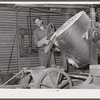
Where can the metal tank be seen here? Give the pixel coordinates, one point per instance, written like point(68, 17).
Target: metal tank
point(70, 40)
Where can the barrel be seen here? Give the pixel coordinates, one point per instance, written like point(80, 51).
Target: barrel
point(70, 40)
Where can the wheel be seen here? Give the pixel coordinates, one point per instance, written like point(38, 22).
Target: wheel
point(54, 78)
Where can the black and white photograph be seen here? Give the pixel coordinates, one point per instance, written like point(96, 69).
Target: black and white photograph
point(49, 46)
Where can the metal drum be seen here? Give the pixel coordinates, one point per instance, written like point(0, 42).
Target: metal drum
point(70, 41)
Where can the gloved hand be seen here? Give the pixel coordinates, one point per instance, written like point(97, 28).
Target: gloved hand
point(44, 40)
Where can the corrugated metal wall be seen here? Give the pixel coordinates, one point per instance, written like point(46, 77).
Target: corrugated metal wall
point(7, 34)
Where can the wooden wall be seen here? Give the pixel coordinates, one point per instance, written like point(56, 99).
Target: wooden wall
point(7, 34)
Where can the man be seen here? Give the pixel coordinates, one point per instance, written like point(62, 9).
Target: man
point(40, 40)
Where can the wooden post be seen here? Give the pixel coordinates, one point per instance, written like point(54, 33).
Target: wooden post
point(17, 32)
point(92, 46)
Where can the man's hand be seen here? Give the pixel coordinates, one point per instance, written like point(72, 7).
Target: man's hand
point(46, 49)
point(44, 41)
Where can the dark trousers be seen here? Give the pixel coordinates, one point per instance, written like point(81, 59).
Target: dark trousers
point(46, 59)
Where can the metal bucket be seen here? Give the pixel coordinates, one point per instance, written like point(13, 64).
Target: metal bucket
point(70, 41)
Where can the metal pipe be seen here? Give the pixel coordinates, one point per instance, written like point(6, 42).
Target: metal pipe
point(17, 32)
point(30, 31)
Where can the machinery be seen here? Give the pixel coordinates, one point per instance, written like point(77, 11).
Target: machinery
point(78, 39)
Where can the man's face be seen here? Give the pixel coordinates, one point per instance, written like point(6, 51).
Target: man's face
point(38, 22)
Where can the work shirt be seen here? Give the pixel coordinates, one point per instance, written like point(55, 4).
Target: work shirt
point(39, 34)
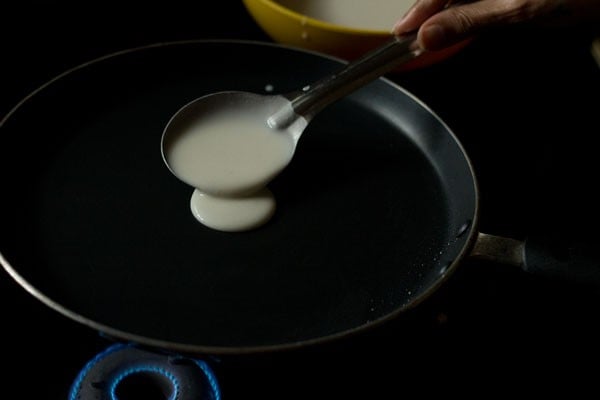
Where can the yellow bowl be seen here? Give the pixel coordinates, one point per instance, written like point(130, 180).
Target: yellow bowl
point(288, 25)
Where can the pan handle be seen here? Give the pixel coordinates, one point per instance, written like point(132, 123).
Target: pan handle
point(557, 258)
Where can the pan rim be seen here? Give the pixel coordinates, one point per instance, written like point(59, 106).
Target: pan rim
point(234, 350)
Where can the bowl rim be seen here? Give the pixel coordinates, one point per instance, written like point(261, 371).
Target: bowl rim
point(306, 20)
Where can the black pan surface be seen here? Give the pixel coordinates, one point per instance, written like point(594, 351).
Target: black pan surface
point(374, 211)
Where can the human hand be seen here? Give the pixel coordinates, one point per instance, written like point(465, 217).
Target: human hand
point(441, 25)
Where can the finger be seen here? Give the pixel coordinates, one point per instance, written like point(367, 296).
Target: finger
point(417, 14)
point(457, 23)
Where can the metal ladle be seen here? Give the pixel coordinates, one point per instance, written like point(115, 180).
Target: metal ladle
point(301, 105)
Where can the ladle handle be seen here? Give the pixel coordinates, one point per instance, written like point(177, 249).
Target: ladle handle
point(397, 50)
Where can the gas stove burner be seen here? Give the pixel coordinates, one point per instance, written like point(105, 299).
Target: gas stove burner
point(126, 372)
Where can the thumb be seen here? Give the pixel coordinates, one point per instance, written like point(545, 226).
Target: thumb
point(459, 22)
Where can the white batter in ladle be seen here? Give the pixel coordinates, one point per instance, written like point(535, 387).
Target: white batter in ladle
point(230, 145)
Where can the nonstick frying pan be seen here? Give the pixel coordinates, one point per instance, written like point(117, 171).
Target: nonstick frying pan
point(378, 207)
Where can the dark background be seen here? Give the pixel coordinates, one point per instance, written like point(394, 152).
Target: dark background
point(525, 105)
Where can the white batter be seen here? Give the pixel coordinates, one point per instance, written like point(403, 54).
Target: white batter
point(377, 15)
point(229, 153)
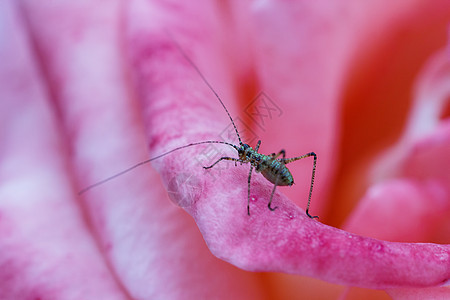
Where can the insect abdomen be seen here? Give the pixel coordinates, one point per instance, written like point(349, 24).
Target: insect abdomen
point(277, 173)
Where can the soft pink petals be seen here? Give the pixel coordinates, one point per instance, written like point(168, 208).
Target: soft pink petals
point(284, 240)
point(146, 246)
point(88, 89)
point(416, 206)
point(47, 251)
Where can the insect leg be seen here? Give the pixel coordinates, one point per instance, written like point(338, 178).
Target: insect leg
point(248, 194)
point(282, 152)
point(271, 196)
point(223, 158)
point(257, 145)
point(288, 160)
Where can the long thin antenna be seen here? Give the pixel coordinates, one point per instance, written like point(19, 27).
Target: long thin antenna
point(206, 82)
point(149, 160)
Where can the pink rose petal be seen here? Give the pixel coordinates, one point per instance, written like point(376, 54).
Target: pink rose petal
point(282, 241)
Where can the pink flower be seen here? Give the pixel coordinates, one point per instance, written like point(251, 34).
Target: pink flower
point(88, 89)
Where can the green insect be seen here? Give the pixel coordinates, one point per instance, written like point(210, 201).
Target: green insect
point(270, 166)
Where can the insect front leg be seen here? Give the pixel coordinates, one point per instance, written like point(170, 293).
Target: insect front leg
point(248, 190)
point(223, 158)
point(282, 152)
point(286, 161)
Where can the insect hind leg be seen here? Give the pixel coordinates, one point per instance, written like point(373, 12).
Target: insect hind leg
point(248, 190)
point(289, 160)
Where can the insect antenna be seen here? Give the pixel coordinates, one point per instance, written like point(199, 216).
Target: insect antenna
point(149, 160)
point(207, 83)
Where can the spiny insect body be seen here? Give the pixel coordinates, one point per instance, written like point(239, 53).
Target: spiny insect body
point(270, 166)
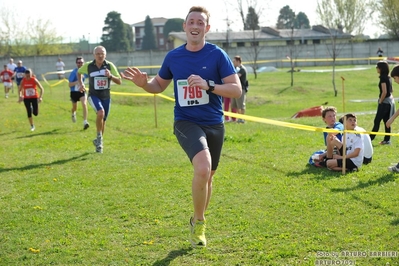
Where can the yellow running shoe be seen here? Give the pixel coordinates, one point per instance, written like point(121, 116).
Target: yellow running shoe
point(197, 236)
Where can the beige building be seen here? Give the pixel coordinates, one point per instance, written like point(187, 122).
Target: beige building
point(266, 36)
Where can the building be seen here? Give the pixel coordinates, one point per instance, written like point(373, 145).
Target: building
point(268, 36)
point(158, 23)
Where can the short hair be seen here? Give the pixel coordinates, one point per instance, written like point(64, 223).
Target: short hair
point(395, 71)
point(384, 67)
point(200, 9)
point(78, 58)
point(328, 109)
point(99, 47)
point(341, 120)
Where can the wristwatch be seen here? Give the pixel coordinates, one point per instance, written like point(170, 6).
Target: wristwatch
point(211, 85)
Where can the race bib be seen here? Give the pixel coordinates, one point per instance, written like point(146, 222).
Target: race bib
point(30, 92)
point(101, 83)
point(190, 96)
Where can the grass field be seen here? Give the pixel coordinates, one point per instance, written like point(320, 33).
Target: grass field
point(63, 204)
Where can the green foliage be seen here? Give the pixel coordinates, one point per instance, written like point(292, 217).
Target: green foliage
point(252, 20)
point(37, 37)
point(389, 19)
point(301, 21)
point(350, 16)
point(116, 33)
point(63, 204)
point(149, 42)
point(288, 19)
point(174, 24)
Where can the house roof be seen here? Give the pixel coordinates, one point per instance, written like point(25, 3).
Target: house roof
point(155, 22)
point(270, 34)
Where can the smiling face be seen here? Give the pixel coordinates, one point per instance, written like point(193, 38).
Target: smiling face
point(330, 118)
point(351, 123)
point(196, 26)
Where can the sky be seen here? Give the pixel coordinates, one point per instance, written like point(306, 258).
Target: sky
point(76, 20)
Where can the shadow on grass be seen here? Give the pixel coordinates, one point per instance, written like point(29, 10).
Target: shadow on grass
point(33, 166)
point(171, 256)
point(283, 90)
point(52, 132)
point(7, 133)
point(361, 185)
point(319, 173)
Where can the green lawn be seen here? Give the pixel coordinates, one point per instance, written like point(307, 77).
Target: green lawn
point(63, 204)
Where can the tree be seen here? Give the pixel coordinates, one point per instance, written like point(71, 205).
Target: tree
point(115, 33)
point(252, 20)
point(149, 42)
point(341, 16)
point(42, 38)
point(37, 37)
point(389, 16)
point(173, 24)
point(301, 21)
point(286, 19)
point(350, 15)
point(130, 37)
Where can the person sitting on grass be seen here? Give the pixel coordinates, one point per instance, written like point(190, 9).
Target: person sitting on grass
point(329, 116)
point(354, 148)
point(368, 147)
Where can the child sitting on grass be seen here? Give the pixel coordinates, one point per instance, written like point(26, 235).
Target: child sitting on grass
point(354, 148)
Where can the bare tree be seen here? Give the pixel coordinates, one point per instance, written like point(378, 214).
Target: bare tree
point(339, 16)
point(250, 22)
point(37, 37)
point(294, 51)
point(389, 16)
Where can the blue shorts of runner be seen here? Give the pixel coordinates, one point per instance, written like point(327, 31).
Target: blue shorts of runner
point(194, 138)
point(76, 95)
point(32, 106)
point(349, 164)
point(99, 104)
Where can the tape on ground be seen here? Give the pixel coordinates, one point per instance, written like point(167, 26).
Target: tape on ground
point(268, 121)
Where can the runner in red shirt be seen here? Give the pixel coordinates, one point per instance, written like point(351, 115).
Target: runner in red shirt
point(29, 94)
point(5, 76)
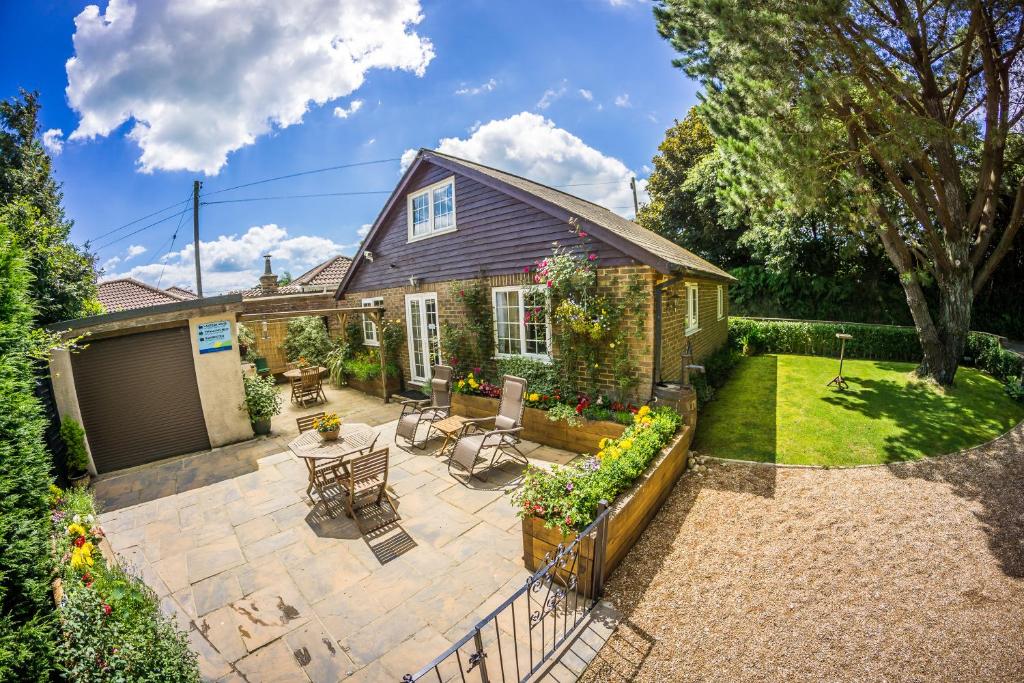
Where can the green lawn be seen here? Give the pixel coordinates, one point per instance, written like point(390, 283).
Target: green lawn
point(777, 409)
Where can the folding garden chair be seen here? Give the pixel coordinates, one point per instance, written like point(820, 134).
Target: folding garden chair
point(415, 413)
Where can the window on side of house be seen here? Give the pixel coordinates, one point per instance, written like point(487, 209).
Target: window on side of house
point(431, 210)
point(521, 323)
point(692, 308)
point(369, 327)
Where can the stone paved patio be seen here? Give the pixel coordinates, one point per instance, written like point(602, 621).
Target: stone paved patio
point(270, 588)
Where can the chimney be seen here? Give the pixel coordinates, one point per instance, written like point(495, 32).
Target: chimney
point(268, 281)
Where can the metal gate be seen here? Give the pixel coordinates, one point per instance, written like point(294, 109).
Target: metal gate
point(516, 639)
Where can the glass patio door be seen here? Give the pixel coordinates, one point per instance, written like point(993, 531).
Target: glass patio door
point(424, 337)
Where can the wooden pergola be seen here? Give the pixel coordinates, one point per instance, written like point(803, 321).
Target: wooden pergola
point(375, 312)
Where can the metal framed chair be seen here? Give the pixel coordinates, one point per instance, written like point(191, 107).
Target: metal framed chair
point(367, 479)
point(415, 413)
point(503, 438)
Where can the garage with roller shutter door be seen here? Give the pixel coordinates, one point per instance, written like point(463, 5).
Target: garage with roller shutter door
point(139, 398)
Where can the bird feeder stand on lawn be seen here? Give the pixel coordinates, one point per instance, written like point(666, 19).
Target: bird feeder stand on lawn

> _EXERCISE OBJECTIVE_: Render the entries from the line containing "Where can the metal bucket" through the line containing "point(557, 258)" as a two-column CSV with the headers text and answer, one row per entry. Put each entry's text and its answer in a single quoted field, with line breaks turned into spaces, and leave the pictures out.

> _THE OUTPUT_:
text,answer
"Where can the metal bucket be seen here? Give the pixel coordinates, one point per instance, written like point(13, 64). Target: metal bucket","point(70, 41)"
"Where can the metal pipe be seen here? Give the pixel coordinates, one point per instance, written like point(6, 42). Target: metal pipe","point(17, 32) point(30, 31)"
"Where can the machinery be seen here? Give the pixel coordinates, one point per instance, written like point(77, 11). Target: machinery","point(78, 39)"
"Where can the man's face be seen here? Give the pixel coordinates, one point per instance, written like point(6, 51). Target: man's face","point(38, 22)"
"Where can the work shirt be seen here? Give the pixel coordinates, one point per instance, written like point(55, 4). Target: work shirt","point(39, 34)"
"Where can the yellow bowl be seen here? Give the pixel coordinates, one point per instance, written like point(130, 180). Target: yellow bowl","point(288, 25)"
"Where can the pan handle be seen here? Give the pixel coordinates, one point per instance, written like point(132, 123). Target: pan handle","point(557, 258)"